STATED PROBLEM = Write the records below out again exactly as given, with no images.

SUPPLIED ENTRIES =

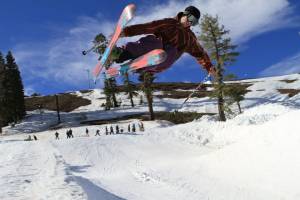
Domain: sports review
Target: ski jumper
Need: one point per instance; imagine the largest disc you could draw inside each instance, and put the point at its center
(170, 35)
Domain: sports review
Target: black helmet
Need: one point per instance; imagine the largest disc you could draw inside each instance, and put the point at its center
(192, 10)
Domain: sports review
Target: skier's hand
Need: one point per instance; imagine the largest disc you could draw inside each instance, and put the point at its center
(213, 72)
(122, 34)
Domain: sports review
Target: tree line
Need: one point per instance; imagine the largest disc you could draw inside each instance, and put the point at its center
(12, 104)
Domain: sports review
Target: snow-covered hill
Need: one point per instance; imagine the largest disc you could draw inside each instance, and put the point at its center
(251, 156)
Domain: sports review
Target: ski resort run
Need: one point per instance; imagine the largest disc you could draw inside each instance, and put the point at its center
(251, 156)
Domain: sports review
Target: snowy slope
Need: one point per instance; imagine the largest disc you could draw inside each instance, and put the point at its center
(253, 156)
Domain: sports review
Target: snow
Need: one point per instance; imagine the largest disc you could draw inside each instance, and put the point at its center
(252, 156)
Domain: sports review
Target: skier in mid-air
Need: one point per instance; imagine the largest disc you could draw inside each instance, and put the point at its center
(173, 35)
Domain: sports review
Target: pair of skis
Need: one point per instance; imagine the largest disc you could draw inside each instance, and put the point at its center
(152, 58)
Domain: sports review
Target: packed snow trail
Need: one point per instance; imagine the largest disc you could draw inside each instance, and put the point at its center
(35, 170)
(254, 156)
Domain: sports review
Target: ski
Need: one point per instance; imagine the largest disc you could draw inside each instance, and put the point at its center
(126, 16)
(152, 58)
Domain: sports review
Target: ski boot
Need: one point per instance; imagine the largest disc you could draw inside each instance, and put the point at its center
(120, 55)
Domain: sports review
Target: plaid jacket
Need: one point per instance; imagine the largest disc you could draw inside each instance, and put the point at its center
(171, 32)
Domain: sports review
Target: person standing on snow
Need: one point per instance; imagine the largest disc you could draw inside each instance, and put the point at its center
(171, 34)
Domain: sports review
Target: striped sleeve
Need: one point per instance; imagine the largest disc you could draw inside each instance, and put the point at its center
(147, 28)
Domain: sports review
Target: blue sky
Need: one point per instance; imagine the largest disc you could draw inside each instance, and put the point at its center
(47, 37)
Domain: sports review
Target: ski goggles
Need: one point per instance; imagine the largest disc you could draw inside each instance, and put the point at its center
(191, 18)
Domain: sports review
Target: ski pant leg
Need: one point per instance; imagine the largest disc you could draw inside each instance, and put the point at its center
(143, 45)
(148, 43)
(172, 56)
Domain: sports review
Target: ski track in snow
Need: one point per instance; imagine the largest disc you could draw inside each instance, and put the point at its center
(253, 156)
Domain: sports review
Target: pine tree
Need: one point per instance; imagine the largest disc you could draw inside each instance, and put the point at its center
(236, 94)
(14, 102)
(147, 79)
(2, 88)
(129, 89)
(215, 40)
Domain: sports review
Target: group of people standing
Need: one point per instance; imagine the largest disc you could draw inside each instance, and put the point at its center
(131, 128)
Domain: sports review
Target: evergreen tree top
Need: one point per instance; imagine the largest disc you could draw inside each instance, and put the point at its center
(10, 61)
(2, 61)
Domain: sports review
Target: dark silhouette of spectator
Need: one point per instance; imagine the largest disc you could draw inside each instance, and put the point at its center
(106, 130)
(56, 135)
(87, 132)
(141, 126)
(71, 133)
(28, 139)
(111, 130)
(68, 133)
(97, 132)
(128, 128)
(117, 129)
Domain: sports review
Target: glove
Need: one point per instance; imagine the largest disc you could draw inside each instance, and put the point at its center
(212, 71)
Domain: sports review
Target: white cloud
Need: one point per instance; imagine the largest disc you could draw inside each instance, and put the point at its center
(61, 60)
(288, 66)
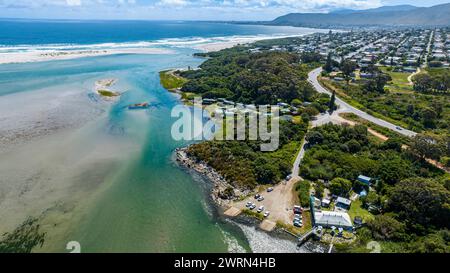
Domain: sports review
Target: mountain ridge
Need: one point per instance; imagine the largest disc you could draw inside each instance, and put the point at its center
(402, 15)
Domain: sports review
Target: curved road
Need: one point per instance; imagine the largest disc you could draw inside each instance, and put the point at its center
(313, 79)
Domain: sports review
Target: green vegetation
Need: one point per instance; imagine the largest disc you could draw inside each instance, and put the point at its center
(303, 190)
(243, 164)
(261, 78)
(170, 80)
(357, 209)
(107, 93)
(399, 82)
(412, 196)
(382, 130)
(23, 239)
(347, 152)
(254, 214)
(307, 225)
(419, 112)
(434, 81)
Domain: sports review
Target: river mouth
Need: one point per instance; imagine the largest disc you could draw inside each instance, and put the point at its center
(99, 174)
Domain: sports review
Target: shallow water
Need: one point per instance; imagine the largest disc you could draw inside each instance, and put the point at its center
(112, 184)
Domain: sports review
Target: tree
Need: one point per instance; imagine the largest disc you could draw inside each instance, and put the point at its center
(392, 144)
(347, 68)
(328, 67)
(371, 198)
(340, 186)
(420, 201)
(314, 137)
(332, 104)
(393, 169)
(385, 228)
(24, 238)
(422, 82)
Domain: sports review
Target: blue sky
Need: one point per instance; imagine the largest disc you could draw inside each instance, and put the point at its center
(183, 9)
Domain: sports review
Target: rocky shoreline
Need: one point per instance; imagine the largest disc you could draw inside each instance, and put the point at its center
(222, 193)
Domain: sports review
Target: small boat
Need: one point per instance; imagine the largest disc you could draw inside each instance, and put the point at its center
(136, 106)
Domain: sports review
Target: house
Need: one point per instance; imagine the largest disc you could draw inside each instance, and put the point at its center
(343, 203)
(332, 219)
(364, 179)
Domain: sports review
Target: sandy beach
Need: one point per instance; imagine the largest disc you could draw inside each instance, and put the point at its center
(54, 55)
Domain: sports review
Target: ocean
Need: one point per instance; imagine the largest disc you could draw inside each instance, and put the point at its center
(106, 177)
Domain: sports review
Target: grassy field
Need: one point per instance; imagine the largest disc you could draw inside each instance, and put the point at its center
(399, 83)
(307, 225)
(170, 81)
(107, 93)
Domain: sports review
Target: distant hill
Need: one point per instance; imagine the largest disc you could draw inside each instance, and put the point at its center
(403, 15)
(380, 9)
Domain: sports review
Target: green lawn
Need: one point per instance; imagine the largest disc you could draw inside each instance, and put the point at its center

EXERCISE SOLUTION =
Domain: sports review
Target: ski jumper
Need: one point per instance; imagine the largest disc you could draw inside each instance, and put the point at its center
(170, 35)
Domain: sports review
Target: black helmet
Need: one point per instance; imagine the largest disc you could draw inside each instance, and put the point at its center
(192, 10)
Domain: sports review
Target: skier's hand
Need: one point per instance; imagine the largest disc you could draw inside each instance, and put the point at its center
(213, 72)
(122, 34)
Domain: sports review
Target: tree line
Need: one point per instance; imagine the largest disc you could draw inside each instance, and put the point at its center
(12, 104)
Domain: sports review
Target: snow-covered hill
Need: one point per instance; imagine the largest disc you could draw inside each instance, and put the point at its center
(251, 156)
Domain: sports review
Target: ski resort run
Need: one point per instance; imagine the largest disc you could draw inside each instance, and put the point at its center
(251, 156)
Domain: sports review
Target: snowy slope
Need: one point per instance; imagine the largest disc you could draw inside each instance, and put the point at its center
(253, 156)
Domain: sports review
Target: snow
Need: one point per instance; imagine the largest disc you could draw inside each instance, and put the point at its center
(252, 156)
Domain: sports review
Target: skier in mid-air
Need: one point per instance; imagine the largest disc you could draw inside each instance, and put the point at its center
(173, 35)
Domain: sports review
Target: pair of skis
Need: one point per instance; imagine the largest disc you could draw inside each instance, and put the point at its center
(152, 58)
Domain: sports review
Target: packed snow trail
Need: one point per instance; imagine the largest disc you could draw inside each instance, and put the point at its center
(35, 170)
(254, 156)
Domain: sports review
Target: ski
Need: one point per instance; imagine the largest disc you could draw inside each instance, and put the point at its center
(126, 16)
(152, 58)
Domain: sports review
Target: ski boot
Need: one point per instance; imagine the largest disc you could draw inside each instance, and put the point at its center
(120, 55)
Domain: sports review
Target: plaid jacket
Need: one point per instance; imagine the largest disc you could draw inside each instance, and put the point at its center
(171, 32)
Domain: sports review
Target: person standing on snow
Need: one point per instance; imagine the largest disc you could draw inside each instance, and put the point at its center
(171, 34)
Domain: sports review
Target: striped sleeve
Need: one point per instance; imagine the largest disc you could draw inside each instance, and put the point at its center
(147, 28)
Domain: sports review
Target: blue sky
Need: one point per instance; imagine the largest disc you could draw inside each instance, and put the point at its center
(47, 37)
Domain: sports review
Target: ski goggles
Need: one point per instance; imagine the largest disc you could draw inside each instance, and put the point at its center
(191, 18)
Domain: sports review
Target: ski pant leg
Need: one point per instance; imagine the largest disc you could draw inside each instance, and put the point at its center
(143, 45)
(148, 43)
(172, 56)
Domain: sports review
Target: ski track in snow
Need: one point per instance; imagine the largest disc you could draw inside each instance, and put the point at its center
(253, 156)
Domain: sports review
Target: pine tree
Need: one point per instance; imagine the largest disc you could draw inside each instance, and put the point at its center
(236, 94)
(14, 102)
(147, 79)
(2, 88)
(129, 89)
(215, 40)
Domain: sports review
Target: group of people standing
Need: one point per instance; imagine the largest disc you could draw inside each instance, and put the point at its center
(131, 128)
Domain: sports review
Target: evergreen tree top
Need: one point per instance; imagine the largest disc you could draw inside each instance, and put the point at its center
(10, 61)
(2, 61)
Domain: sports review
Target: dark silhouette of spectator
Need: one point per instance; imagine the largest disc you could draw inside each instance, and put the point at its center
(106, 130)
(56, 135)
(87, 132)
(141, 126)
(71, 133)
(28, 139)
(111, 130)
(68, 133)
(97, 132)
(128, 128)
(117, 129)
Domain: sports review
Target: glove
Need: one point per instance; imagine the largest disc you could draw inside each instance, and put the point at its center
(212, 71)
Domain: sports review
Target: white cloud
Need: one point per instance; imagine the largest disc you could draw inside each instance, and put the point at its center
(61, 60)
(288, 66)
Domain: sports review
Target: mountain ridge
Need: one point per instance; imagine the largest disc you could draw inside each instance, and put the point at its center
(402, 15)
Domain: sports review
Target: curved road
Need: one point per instance; imagine the largest disc you could draw inside each instance, and put the point at its center
(313, 79)
Domain: sports review
Target: green vegetation
Need: one point per instance; imagine the largest disc you could draw inside each instance, and put the point at its center
(303, 190)
(243, 164)
(261, 78)
(170, 80)
(357, 209)
(107, 93)
(399, 82)
(412, 196)
(382, 130)
(23, 239)
(347, 152)
(254, 214)
(307, 225)
(419, 112)
(434, 81)
Domain: sports review
Target: river mouth
Need: one point per instance; imagine the largest disc you could draw inside each instance, and put the point at its center
(99, 174)
Domain: sports review
Target: shallow water
Need: one point per instance; imagine the largest disc you could draw inside each instance, and put the point at its center
(112, 184)
Domain: sports review
Target: tree
Need: one point per instance; imagine the largest disc you could draw inside each instance, and put the point at its center
(392, 144)
(347, 68)
(328, 67)
(371, 198)
(340, 186)
(420, 201)
(314, 137)
(332, 104)
(393, 169)
(385, 228)
(24, 238)
(422, 82)
Domain: sports review
Target: blue sky
Need: one point per instance; imagine the largest disc you could draw inside each instance, and put the point at its center
(183, 9)
Domain: sports review
Target: rocky shoreline
Need: one point per instance; imagine the largest disc you could draw inside each instance, and put the point at its center
(222, 193)
Domain: sports review
Target: small boat
Need: one point per instance; imagine the largest disc you could draw inside each instance, and put the point at its center
(136, 106)
Domain: sports review
Target: house
Need: one point per instance; imagine the largest disc you could draw inside each instance, and put the point at its center
(343, 203)
(332, 219)
(364, 179)
Domain: sports review
Target: sandy beach
Need: one point per instance; imagine the largest disc you could draw inside each instance, and put the point at its center
(54, 55)
Domain: sports review
Target: ocean
Need: one point per instance; imagine the largest disc you could draw inside each instance, and put the point at its center
(106, 177)
Domain: sports review
Target: grassy field
Need: one point per instance; imagine the largest disc you could draw inside each instance, and put the point at its center
(399, 83)
(307, 225)
(170, 81)
(107, 93)
Domain: sports review
Target: distant hill
Need: one point per instance; imagine the largest disc you could draw inside each instance, and put the point at its center
(403, 15)
(380, 9)
Domain: sports review
Target: green lawn
Need: one point per instance; imagine the largest disc you could draw inside each instance, and put the point at its center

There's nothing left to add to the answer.